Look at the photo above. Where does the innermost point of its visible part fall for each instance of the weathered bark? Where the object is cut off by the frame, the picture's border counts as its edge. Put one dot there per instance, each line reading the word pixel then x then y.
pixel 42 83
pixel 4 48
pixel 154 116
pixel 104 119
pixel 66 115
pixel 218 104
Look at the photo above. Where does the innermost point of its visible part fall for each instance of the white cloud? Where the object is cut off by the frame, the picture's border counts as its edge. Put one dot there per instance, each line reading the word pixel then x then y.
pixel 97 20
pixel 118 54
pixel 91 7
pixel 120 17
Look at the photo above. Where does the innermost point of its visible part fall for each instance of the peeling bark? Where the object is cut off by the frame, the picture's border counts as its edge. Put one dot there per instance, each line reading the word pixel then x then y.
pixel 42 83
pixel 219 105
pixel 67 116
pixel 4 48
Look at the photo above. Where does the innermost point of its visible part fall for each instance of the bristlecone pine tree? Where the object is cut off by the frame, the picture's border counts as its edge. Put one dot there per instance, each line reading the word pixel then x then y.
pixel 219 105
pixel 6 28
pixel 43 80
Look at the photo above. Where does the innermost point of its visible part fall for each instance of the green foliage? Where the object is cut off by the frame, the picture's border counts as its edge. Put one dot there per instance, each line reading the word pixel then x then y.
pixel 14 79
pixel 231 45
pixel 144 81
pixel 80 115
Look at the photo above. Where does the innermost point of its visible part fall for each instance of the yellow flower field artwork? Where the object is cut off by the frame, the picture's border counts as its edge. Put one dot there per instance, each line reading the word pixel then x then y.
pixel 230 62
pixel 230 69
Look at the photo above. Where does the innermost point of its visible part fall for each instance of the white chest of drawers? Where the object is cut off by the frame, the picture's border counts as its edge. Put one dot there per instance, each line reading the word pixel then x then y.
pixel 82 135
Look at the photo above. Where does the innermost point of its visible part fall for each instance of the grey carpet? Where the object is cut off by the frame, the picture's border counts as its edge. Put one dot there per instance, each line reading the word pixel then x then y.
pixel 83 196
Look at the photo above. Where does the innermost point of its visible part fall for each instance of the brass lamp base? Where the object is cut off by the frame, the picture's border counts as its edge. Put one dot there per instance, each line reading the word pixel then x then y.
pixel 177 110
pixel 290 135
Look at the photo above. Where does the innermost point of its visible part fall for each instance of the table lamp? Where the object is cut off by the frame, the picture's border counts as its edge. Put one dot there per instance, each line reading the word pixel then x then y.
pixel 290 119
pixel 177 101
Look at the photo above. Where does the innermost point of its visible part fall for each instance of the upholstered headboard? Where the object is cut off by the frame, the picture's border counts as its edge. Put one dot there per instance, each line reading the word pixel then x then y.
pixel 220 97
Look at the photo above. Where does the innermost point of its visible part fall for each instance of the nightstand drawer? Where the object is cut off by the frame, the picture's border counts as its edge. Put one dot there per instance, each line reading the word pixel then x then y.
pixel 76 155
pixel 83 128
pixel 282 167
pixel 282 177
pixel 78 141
——
> _WORK TO BE COMPLETED_:
Each line of the material must be copied exactly.

> _PROBLEM SOLUTION_:
Look at the photo above. Where does the innermost point of its visible part fall for each instance of the weathered bark? Where the object is cut off by the frame, the picture's border counts as its edge. Put one dot there per instance, each line reading the word pixel then x then y.
pixel 42 83
pixel 4 48
pixel 154 116
pixel 104 119
pixel 66 115
pixel 218 104
Look at the photo above. Where does the innermost point of its visible part fall for each instance of the white cloud? Where the object is cut off by the frame, the picture's border counts as its edge. Put one dot there per instance, each line reading the word pixel then x then y.
pixel 97 20
pixel 118 54
pixel 91 7
pixel 120 17
Look at the photo above. Where does the innermost point of its visible part fall for each instance of the peeling bark? Where the object is cut off by the frame, the picture's border counts as its edge. Put one dot there per instance, each line reading the word pixel then x then y.
pixel 42 83
pixel 219 105
pixel 67 116
pixel 4 48
Look at the photo above. Where does the innermost point of its visible part fall for each instance of the bristlecone pine tree? Where the object is cut off by the frame, the picture's border counts as its edge. Put one dot there per instance, each line reading the word pixel then x then y.
pixel 219 105
pixel 6 28
pixel 43 80
Look at the photo above. Where does the innermost point of its visible part fall for each instance of the green foliage? Where the object is cut off by the frame, the picture's border counts as its edge. Put one dot there per instance, each line reading the word pixel then x then y.
pixel 14 79
pixel 231 45
pixel 144 81
pixel 80 115
Look at the photo above. Where does the innermost point of its visible part fall for each instance of the yellow flower field artwork? Where the object is cut off by the frame, the picture's border counts as its edge. Put one dot there per instance, each line reading the word pixel then x then y.
pixel 230 62
pixel 230 69
Look at the photo above. Where does the innermost point of its visible part fall for each instance of the white chest of drawers? Where the object is cut off by the frame, the picture's border counts as its edge. Put one dot there per instance, each line reading the word pixel then x then y.
pixel 82 135
Look at the photo above. Where does the innermost point of its visible part fall for each instance of the grey carpet? Where the object is cut off by the frame, the picture's border counts as its edge. Put one dot there per instance, each line reading the word pixel then x then y.
pixel 83 196
Look at the photo above. Where does the innermost point of its visible part fall for each instance of the brass lamp base? Where the object is cut off by the frame, the picture's border counts as its edge. Put one dot there per instance, each line reading the word pixel then x then y.
pixel 177 110
pixel 290 135
Look at the photo above. Where does the innermost point of its visible part fall for each instance of the table lamp? Where the object is cut off by the frame, the picture's border counts as its edge. Put one dot there per instance, each line reading the word pixel then x then y.
pixel 290 119
pixel 177 101
Look at the photo above. Where does the innermost point of its visible part fall for each instance of the upholstered headboard? Where the object is cut off by the frame, the picture's border counts as its edge. Put one dot there per instance, each line reading the word pixel then x then y.
pixel 220 97
Look at the photo above. Where does the innermost point of its visible part fall for each instance of the nightstand drawer? Where the object is cut off by the frame, the picture's border counts as its edge. Put one dot there per instance, each line reading the word pixel then x then y.
pixel 76 155
pixel 83 128
pixel 282 167
pixel 282 177
pixel 78 141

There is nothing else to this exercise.